--- RECORDS TO PROCESS ---
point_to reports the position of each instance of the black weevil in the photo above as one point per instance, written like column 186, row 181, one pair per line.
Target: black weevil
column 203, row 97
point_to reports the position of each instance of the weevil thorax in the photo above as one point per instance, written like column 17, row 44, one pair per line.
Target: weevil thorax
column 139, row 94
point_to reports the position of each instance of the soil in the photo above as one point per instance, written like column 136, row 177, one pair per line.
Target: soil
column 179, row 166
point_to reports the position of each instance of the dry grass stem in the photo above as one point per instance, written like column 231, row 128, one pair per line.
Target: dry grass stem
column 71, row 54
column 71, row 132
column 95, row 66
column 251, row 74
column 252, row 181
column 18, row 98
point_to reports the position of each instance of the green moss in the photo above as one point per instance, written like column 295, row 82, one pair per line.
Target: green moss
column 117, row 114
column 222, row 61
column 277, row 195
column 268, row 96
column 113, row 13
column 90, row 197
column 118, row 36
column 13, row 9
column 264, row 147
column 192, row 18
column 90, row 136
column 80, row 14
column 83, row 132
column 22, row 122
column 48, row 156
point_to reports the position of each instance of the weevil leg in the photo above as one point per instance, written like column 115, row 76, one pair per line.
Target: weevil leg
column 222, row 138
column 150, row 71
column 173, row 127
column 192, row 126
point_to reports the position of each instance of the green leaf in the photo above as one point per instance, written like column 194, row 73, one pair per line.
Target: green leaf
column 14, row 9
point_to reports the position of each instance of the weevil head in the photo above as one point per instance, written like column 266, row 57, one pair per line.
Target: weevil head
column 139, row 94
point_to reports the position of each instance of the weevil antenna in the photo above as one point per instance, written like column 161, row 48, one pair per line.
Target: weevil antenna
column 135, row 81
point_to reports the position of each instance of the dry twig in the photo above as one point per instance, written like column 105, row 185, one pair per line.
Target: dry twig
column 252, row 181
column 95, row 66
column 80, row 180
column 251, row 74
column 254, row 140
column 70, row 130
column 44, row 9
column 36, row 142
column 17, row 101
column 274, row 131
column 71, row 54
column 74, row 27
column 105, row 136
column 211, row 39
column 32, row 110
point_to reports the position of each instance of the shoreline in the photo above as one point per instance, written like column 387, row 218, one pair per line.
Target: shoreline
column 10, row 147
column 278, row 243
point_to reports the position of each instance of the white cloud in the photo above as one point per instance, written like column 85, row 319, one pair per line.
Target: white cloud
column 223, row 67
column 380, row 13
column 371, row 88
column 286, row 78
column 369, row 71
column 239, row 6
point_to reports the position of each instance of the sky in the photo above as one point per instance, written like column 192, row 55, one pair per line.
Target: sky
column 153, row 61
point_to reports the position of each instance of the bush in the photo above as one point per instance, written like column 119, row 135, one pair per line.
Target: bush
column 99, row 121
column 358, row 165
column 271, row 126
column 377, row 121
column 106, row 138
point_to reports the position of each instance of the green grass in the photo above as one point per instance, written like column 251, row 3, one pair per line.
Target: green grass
---
▸ OBJECTIVE
Echo the listing word for word, starting at the line that contains "point_to reports the position of each instance of the bush" and stopping after the last line of the listing.

▸ ANSWER TO THIS EXERCISE
point_to reports the position of each instance of the bush in the photo above as one point per instance, written like column 119, row 135, one pair per line.
Target: bush
column 99, row 121
column 358, row 165
column 271, row 126
column 377, row 121
column 106, row 138
point_to reports the position of each instance of the green grass in the photo above as one point per instance, written like column 251, row 3, one pair per line.
Target: green grass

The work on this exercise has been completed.